Daftar Tugas >>
1 - Tuliskan kembali tanpa perubahan bagian tulisan tentang pemangkasan lembaga non-struktural, dimulai dari "Dilaporkan Alice Rivlin" dan berakhir pada "termasuk pembentukan LNS.".
2 - Sambung tulisan tentang pemangkasan lembaga non-struktural, dimulai setelah kalimat terakhir yang tercantum.

Dokumen Sumber >>
Firoz Gaffar, Dosen Analisis Ekonomi atas Hukum
Tidak ramai diberitakan di media, Peraturan Presiden (Perpres) 176/2014 telah membabat 10 lembaga non-struktural (LNS). Konsiderans cuma menyebut singkat alasan normatifnya: efektivitas dan efisiensi pemerintahan. Adapun perbincangan publik menyinggung topik eliminasi tumpang-tindih fungsi organ, reduksi anggaran negara, dan optimalisasi peran kementerian.
Berbicara tentang LNS, kita teringat reformasi dua windu yang telah lewat. Tiupan euforia melanda birokrasi, bongkar-pasang LNS sah saja karena bukan soal ribet prosedur atau tabu sasaran, bukan pula soal tepat fungsi atau ringan bujet. Lihat rezim Gus Dur sebagai presiden pada awal era reformasi, betapa banyak dibentuk LNS baru, dengan ketidakpercayaan atas kredibilitas instansi struktural sebagai pemicunya.
Ambil contoh Komisi Hukum Nasional (KHN) yang dibentuk pada 2000. Sebagai advisory organ, tugasnya beririsan dengan Badan Pembinaan Hukum Negara (BPHN) di Kementerian Hukum dan HAM. Selaku planning agency, nomenklaturnya bertabrakan dengan Badan Perencanaan Pembangunan Nasional (Bappenas). Tapi KHN tetap lahir, karena urgensi penanggulangan krisis kepercayaan atas hukum tidak bisa ditaruh di pundak kementerian terkait.
Yang ingin digagas penulis, tidakkah pemangkasan LNS ini menjadi momentum perubahan model birokrasi? Bukankah rezim pemerintah Jokowi-JK sudah menjadikan revolusi mental sebagai salah satu tagline-nya? Revolusi birokrasi di depan mata.
Menurut Kementerian Pendayagunaan Aparatur Negara, ada 87 LNS yang terbentuk sejak era Gus Dur hingga era SBY, yaitu dari 1999 sampai 2014 (Kompas, 16/12/14). Satu alasan yang menonjol dalam pembentukannya adalah hilangnya public trust atas organ resmi. Konklusi ini tidak keliru dan bukan hal unik di Indonesia.
Dilaporkan Alice Rivlin (1996), sejak 1970 negara anggota Organization of Economic Cooperation Development (OECD) menghadapi tekanan fundamental berupa ekonomi global, ketidakpuasan warga negara, dan krisis fiskal. Mereka melakukan kebijakan reaktif serupa, yakni perubahan administrasi publik dan birokrasi, termasuk pembentukan LNS.
Kalau LNS bukan anak haram reformasi, maka apa dosanya? Tumbuh suburnya LNS, kata Jimly Asshidiqie (2008), "bagaikan cendawan di musim hujan". Hal ini hadir didasari idealisme efisiensi dan efektivitas, kendati sayangnya tanpa desain matang dan komprehensif. Sifatnya reaktif, sektoral, dan dadakan. Realisasi misi birokrasi tidak bisa lagi dengan tambal-sulam atau gonta-ganti LNS. Padahal, yang disyaratkan adalah revisi cara pandang atas model birokrasi, bukan dengan kacamata konservatif secara induktif atau deduktif.

Daftar Data >>
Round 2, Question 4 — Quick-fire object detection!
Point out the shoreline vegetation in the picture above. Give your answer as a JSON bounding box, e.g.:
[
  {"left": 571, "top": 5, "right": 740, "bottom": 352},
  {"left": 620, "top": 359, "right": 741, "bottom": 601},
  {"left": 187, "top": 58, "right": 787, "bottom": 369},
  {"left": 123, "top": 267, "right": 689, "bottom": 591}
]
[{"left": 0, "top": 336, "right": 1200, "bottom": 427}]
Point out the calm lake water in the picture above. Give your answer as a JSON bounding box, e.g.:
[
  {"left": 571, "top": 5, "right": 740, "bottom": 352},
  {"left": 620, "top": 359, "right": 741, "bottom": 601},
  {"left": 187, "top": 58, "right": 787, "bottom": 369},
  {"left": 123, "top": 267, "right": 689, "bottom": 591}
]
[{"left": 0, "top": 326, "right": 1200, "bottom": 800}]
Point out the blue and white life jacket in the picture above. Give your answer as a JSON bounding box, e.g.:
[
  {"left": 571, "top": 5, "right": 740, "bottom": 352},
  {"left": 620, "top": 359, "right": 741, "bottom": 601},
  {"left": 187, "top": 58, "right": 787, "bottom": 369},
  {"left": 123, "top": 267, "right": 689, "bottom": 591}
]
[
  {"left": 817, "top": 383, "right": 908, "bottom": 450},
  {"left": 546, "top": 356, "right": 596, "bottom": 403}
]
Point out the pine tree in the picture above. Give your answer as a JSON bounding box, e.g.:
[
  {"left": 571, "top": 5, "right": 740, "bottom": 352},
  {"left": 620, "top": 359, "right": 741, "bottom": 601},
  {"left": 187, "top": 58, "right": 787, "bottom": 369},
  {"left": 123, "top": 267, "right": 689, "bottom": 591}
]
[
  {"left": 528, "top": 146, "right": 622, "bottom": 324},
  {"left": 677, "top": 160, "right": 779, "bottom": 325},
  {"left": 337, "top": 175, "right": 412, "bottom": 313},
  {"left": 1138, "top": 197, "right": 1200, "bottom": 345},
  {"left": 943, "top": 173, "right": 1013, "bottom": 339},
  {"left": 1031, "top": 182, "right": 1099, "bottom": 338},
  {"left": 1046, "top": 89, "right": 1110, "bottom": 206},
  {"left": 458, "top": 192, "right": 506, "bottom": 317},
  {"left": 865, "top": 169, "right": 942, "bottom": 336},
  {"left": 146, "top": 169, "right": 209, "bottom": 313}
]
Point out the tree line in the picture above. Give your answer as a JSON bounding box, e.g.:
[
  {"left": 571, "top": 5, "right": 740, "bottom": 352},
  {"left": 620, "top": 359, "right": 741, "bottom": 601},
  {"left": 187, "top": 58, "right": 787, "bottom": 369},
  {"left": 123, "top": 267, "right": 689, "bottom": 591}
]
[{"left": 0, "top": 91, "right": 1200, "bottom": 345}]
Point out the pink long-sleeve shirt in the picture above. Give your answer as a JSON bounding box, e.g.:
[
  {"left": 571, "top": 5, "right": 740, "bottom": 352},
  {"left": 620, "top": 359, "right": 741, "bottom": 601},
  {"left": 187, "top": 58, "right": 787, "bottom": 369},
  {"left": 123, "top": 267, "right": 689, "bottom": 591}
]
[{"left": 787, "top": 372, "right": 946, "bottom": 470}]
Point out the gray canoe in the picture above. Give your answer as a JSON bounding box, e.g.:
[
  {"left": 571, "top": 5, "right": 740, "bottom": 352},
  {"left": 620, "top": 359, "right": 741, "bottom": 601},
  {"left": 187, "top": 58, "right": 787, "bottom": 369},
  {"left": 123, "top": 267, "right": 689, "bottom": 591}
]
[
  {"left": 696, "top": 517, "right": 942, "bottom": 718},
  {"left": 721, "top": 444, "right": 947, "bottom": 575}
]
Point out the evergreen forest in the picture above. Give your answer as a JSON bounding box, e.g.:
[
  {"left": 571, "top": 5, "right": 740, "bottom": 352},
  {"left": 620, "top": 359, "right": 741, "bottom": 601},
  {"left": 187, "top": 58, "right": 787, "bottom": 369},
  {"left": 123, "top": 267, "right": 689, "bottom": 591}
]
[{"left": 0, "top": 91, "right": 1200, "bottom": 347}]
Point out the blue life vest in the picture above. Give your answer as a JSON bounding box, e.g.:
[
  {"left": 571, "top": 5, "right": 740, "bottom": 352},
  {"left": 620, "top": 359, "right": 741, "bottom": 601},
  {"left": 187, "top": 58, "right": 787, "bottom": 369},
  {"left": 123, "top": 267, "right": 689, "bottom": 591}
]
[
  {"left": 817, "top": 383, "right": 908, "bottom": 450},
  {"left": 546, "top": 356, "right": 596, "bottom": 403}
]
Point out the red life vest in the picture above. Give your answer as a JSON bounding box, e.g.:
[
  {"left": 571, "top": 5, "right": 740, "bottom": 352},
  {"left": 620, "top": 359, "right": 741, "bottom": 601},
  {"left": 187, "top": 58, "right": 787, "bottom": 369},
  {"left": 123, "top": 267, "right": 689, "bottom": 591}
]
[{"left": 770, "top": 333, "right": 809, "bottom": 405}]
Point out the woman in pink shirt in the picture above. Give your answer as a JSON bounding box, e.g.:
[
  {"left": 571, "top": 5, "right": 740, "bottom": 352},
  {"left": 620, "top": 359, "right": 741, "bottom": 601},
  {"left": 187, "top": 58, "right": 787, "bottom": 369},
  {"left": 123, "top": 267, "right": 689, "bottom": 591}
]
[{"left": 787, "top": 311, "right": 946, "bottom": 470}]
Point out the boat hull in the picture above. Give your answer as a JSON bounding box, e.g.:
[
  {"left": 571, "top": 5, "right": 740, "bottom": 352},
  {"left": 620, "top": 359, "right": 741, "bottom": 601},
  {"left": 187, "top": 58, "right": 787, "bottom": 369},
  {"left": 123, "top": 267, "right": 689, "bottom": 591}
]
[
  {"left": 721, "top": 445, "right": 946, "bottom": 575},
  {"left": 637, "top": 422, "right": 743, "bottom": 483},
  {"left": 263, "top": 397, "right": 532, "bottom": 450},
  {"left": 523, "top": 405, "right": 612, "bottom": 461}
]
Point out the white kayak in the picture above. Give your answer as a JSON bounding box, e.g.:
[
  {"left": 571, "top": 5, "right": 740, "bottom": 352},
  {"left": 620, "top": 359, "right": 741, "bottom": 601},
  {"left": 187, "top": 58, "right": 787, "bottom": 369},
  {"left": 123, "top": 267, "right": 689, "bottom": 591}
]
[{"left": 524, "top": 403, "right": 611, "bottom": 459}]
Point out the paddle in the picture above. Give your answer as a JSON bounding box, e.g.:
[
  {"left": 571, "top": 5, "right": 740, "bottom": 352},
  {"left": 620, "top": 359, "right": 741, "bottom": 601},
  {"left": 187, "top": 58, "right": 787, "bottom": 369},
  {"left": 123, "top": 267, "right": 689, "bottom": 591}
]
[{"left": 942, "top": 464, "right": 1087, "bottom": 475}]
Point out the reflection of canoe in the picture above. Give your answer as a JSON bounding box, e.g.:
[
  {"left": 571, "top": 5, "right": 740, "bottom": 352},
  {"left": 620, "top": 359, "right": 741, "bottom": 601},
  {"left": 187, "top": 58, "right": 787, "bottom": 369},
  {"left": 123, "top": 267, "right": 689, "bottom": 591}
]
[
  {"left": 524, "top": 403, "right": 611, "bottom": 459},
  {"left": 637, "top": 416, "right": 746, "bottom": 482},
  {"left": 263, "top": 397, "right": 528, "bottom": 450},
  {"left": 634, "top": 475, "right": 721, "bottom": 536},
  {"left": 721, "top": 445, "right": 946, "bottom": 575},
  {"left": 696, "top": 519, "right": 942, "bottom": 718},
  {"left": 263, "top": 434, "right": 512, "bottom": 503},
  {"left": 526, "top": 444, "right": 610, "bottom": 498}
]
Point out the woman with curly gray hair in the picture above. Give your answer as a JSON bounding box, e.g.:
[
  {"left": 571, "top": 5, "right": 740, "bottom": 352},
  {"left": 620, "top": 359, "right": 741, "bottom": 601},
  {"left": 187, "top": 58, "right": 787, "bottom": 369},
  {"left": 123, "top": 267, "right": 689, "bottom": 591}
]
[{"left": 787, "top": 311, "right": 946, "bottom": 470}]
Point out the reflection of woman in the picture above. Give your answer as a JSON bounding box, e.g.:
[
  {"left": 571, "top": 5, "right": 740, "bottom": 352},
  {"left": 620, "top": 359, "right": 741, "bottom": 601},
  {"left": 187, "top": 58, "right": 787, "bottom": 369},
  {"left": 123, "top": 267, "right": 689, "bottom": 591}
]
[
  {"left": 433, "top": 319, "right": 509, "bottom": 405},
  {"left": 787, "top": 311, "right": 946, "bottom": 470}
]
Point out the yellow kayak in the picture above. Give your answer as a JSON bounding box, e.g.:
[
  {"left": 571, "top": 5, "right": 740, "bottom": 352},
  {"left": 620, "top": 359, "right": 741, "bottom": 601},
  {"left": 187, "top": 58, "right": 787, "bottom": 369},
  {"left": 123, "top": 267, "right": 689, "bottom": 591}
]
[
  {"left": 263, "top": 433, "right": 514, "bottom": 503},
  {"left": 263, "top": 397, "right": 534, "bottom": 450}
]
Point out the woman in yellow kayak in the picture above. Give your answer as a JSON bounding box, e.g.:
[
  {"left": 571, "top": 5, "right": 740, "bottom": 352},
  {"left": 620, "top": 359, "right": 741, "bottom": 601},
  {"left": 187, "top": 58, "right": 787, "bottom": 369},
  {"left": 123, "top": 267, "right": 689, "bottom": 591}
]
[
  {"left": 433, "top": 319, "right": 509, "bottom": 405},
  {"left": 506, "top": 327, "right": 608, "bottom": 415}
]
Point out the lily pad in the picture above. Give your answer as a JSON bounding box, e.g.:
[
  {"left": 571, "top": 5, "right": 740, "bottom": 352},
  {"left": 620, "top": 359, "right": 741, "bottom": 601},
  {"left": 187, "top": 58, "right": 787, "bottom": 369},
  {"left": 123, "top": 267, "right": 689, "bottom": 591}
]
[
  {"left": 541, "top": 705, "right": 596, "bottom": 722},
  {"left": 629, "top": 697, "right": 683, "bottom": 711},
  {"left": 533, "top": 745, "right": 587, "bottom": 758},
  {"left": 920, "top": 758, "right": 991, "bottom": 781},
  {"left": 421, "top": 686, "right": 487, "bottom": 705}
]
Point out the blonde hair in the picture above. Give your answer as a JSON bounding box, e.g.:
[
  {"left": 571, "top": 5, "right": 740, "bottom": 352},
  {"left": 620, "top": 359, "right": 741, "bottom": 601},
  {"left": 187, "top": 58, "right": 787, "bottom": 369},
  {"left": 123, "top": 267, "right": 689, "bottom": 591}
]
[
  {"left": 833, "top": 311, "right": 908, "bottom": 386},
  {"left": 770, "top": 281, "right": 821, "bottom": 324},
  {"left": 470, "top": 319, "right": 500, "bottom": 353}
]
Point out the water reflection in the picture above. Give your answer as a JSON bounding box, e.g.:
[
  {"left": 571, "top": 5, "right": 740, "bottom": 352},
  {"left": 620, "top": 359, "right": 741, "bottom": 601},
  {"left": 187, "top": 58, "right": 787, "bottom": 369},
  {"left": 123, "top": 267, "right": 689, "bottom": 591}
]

Hasil yang Diharapkan >>
1 -
Dilaporkan Alice Rivlin (1996), sejak 1970 negara anggota Organization of Economic Cooperation Development (OECD) menghadapi tekanan fundamental berupa ekonomi global, ketidakpuasan warga negara, dan krisis fiskal. Mereka melakukan kebijakan reaktif serupa, yakni perubahan administrasi publik dan birokrasi, termasuk pembentukan LNS.

2 -
Selama ini tertanam asumsi pemerintah kegemukan, terpusat, dan rumit, yang lalu kita coba atasi via layanan publik hemat dan cepat. Ini adalah pergulatan dalam perjalanan dari bureaucratic model ke entrepreneural model. Ahli sejarah, Thomas Kuhn, dengan teori paradigmanya mengklarifikasi hal ini. Paradigma ialah himpunan asumsi yang membentuk persepsi dan menjelaskan kenyataan (Thomas Kuhn, 1970). Prosesnya dari asumsi berubah menjadi kondisi biasa, lalu nilai baru menimbulkan anomali, terjadi krisis, melalui revolusi bergeser menjadi kondisi baru.
Asumsi patrimonial adalah persepsi kita atas model birokrasi lama, yang berciri: pejabat disaring berlandaskan relasi pribadi, jabatan menjadi sumber kekayaan, dan tindakan pejabat disasar ke interest politik. Adapun fenomena baru menuntut penegakan aturan, orientasi kualitas, dan netralitas layanan. Ini anomali, sehingga timbul krisis birokrasi, yang membutuhkan revolusi. Di titik ini ditunggu model birokrasi baru.
David Osborne dan Ted Gaebler (1992) menawarkan birokrasi wirausaha yang didasari fenomena nyata menghadapi anomali. Tidak asing buat kita, tapi perlu keberanian. Apa mungkin pemerintah bisa run like business? Hal ini membutuhkan pemerintah yang mendorong, bukan mematikan kompetisi. Pemerintah harus memberdayakan warga, di mana kontrol dilakukan oleh komunitas sendiri; yang menilai kinerja berdasar hasil; yang menggerakkan dengan misi, bukan regulasi; yang mengubah layanan dengan opsi, tidak tunggal; yang menggunakan sumber daya untuk pendapatan, bukan belanja; yang mendesentralisasi wewenang, tidak menentang partisipasi manajemen; yang mengedepankan interest pasar, bukan birokrasi sendiri; yang melakukan katalisasi, bukan sekadar layanan biasa.
Kalau LNS dihidupkan dalam suasana tersebut, tentu sikap kita tidak perlu reaktif, sektoral, dan dadakan. LNS yang tidak mencerminkan model wirausaha harus tegas dicopot papan namanya. Tapi LNS yang siap berkarakter model wirausaha mesti didukung, demi kokohnya paradigma baru.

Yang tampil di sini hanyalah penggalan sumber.